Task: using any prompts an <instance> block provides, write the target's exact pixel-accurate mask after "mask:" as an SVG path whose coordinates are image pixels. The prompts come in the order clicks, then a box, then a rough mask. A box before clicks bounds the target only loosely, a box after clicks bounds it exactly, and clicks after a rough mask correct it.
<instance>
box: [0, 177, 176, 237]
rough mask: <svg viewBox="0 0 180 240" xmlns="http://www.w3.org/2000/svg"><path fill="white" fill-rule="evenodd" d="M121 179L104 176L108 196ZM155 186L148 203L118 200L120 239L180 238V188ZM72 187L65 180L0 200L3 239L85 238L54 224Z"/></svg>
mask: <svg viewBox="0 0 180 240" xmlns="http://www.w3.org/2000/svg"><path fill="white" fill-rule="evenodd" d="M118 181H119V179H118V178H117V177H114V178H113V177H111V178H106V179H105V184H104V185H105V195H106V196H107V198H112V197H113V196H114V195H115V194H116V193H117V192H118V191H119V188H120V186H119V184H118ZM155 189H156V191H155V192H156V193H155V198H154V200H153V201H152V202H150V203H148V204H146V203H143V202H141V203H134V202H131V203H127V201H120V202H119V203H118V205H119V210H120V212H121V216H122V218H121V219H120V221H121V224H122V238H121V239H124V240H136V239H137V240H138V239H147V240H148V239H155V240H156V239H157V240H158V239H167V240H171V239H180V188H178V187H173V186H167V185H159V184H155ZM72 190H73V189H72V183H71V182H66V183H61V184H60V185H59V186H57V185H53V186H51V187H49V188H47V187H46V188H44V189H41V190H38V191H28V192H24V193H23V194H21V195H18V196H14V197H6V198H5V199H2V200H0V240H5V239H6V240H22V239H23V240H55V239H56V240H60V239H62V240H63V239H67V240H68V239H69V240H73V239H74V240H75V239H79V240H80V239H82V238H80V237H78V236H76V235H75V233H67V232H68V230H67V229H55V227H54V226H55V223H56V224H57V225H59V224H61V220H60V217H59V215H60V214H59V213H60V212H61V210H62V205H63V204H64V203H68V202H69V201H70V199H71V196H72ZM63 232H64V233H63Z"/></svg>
********************
### What to do:
Copy every line exactly, from the first line through the line that contains "rough mask: <svg".

### Answer for this exercise:
Task: using any prompts an <instance> block provides, write the target's exact pixel-accurate mask after "mask:" as an SVG path whose coordinates are image pixels. The prompts come in the order clicks, then a box, then a rough mask. A box before clicks bounds the target only loosely, a box after clicks bounds it exactly, and clicks after a rough mask correct it.
<instance>
box: [0, 177, 176, 237]
rough mask: <svg viewBox="0 0 180 240" xmlns="http://www.w3.org/2000/svg"><path fill="white" fill-rule="evenodd" d="M121 179L104 176L108 196ZM155 186L148 203L118 200L120 239L180 238V188ZM72 187L65 180L0 200L3 239L85 238L54 224Z"/></svg>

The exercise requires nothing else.